*EXTRACTED TEXT*:
☆ ☆ ☆ ☆ ☆
Presenting Author:

Krishan Kumar

Principal Investigator:

HG Munshi

Department:

Medicine

Keywords:

BET, BRD2, BRD3, BRD4, collagen I, PSCs, fibrosis, stroma, PDAC

Location:

Third Floor, Feinberg Pavilion, Northwestern Memorial Hospital

B48 - Basic Science

Differential role of BET family proteins in regulating collagen I in pancreatic cancer

Pancreatic ductal adenocarcinoma (PDAC) is a uniformly lethal malignancy. PDAC is associated with dense collagen-rich stroma, which not only provides barrier to drug delivery but it can also mediate oncogenic signals in the cancer cells. This collagen rich-stroma, which can account for up to 90% of the tumor mass, consists of fibroblasts and pancreatic stellate cells (PSCs) that deposit collagen. In recent years there has been increasing interest in targeting the bromodomain and extraterminal (BET) family of proteins in a number of cancer types with small-molecule BET inhibitors. BET proteins BRD2, BRD3, BRD4 and testis-specific BRDT play a major role in epigenetic regulation of gene transcription. We have previously shown that treatment with BET inhibitors and transfection with BRD4 siRNA decrease growth of PDAC cells. Here we show that BET proteins are expressed in primary PSCs and play a differential role in in the regulation of collagen I. BRD2 and BRD3 function as transcriptional co-repressors while BRD4 function as of co-activator of collagen I. Collectively, our data demonstrate for the first time that BET family proteins BRD2, BRD3, and BRD4 play a differentiate role in the regulation of collagen I in PDAC.
☆ ☆ ☆ ☆ ☆
*LISTED RECORDS*:

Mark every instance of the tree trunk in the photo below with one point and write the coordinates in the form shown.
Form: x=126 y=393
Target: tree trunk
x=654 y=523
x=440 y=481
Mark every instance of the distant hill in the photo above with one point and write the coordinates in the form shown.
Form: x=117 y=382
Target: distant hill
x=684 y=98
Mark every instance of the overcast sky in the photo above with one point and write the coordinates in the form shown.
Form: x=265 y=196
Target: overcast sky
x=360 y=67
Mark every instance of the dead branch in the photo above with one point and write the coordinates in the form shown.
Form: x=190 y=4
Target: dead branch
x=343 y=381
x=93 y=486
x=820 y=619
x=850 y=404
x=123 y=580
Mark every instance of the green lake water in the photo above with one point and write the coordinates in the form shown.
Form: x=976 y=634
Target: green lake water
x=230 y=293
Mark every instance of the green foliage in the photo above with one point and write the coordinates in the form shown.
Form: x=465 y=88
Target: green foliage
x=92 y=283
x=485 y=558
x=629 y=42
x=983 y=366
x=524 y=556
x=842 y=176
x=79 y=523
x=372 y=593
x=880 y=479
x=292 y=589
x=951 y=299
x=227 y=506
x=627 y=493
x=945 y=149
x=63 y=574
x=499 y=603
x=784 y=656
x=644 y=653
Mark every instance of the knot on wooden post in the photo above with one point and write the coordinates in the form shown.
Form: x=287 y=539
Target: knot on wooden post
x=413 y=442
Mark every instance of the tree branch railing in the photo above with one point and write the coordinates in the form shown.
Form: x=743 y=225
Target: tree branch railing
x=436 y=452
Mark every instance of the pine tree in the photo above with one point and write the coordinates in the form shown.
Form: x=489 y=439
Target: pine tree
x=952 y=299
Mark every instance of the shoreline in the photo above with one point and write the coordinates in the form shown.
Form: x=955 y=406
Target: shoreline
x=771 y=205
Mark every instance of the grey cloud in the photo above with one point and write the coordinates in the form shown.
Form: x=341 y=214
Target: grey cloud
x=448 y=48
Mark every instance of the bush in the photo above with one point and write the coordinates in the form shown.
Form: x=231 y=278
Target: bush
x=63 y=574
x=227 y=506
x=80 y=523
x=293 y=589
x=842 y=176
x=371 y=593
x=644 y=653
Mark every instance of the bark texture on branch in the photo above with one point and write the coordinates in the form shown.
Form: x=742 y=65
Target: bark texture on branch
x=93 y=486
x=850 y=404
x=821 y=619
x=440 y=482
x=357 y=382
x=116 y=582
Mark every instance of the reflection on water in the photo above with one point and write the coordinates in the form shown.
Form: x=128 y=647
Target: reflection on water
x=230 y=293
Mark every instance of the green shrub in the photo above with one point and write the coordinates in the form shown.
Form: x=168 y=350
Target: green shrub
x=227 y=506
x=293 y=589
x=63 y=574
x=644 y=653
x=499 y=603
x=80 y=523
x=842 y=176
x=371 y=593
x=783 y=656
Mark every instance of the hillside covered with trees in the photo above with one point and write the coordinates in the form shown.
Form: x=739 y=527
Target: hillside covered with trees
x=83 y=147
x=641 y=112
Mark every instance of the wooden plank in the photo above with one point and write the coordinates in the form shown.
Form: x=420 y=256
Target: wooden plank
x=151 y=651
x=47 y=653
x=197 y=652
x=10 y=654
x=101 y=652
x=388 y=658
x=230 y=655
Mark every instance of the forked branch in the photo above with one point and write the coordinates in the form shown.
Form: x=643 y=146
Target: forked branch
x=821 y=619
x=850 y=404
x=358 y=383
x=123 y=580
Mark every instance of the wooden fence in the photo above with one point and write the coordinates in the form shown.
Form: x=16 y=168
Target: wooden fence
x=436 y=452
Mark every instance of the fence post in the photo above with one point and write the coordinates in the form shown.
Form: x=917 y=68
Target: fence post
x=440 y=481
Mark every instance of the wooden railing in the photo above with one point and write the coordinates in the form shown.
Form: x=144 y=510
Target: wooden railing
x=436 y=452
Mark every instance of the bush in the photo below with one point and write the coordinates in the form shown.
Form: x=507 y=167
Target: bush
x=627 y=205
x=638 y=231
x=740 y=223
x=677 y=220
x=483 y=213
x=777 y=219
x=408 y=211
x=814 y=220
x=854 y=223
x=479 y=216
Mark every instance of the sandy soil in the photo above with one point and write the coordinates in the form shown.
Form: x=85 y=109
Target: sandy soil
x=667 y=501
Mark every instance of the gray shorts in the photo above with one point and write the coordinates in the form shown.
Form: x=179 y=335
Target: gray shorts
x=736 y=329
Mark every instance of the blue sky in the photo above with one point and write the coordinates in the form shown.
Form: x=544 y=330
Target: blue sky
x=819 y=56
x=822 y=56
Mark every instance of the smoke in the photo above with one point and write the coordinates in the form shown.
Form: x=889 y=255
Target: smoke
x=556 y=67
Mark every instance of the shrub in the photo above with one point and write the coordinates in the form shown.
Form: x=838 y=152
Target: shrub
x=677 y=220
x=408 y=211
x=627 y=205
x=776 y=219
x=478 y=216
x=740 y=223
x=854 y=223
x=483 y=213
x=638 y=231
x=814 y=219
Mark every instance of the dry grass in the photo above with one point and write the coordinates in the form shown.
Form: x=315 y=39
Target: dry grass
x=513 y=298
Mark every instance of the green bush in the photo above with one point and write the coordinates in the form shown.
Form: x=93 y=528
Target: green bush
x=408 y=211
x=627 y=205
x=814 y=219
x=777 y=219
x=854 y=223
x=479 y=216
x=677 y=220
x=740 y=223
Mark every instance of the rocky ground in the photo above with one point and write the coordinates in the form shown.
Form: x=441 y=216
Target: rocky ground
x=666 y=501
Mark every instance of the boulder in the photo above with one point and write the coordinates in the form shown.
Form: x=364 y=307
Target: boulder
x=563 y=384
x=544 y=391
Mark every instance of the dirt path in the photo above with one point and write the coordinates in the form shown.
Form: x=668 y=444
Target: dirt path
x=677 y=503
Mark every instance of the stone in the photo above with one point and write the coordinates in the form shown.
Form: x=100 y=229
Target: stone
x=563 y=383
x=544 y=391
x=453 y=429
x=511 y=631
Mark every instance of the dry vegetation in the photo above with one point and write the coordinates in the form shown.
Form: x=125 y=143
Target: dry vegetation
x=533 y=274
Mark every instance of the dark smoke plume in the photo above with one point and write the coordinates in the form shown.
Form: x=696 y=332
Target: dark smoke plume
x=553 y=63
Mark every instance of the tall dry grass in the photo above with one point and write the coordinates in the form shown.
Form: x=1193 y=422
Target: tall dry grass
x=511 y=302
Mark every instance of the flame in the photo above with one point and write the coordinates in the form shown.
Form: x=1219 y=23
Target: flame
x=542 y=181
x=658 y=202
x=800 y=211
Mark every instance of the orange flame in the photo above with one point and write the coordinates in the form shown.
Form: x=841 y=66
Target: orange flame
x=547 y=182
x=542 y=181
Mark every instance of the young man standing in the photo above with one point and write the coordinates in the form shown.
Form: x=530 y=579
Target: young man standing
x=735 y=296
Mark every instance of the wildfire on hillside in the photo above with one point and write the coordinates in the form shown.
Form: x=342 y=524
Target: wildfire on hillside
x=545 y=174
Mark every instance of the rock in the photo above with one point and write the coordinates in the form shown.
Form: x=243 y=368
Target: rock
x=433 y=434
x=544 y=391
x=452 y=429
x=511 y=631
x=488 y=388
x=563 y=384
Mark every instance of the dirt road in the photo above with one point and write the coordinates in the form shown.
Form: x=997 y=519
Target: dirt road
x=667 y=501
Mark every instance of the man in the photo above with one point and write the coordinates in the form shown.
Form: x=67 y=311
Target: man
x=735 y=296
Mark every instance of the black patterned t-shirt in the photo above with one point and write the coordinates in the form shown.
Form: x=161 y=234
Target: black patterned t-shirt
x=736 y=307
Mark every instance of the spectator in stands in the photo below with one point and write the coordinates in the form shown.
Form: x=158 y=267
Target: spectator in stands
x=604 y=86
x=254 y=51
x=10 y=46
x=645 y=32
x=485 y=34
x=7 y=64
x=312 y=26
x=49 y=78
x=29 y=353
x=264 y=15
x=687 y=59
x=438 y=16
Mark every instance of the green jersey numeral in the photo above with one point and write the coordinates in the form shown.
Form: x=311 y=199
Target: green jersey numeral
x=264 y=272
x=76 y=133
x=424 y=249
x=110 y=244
☆ ☆ ☆ ☆ ☆
*TASK TO COMPLETE*: According to the pancreatic cancer abstract, up to what share of the tumor mass can the collagen-rich stroma account for? You will not need the data that comes before this point.

*TASK SOLUTION*: Up to 90% of the tumor mass.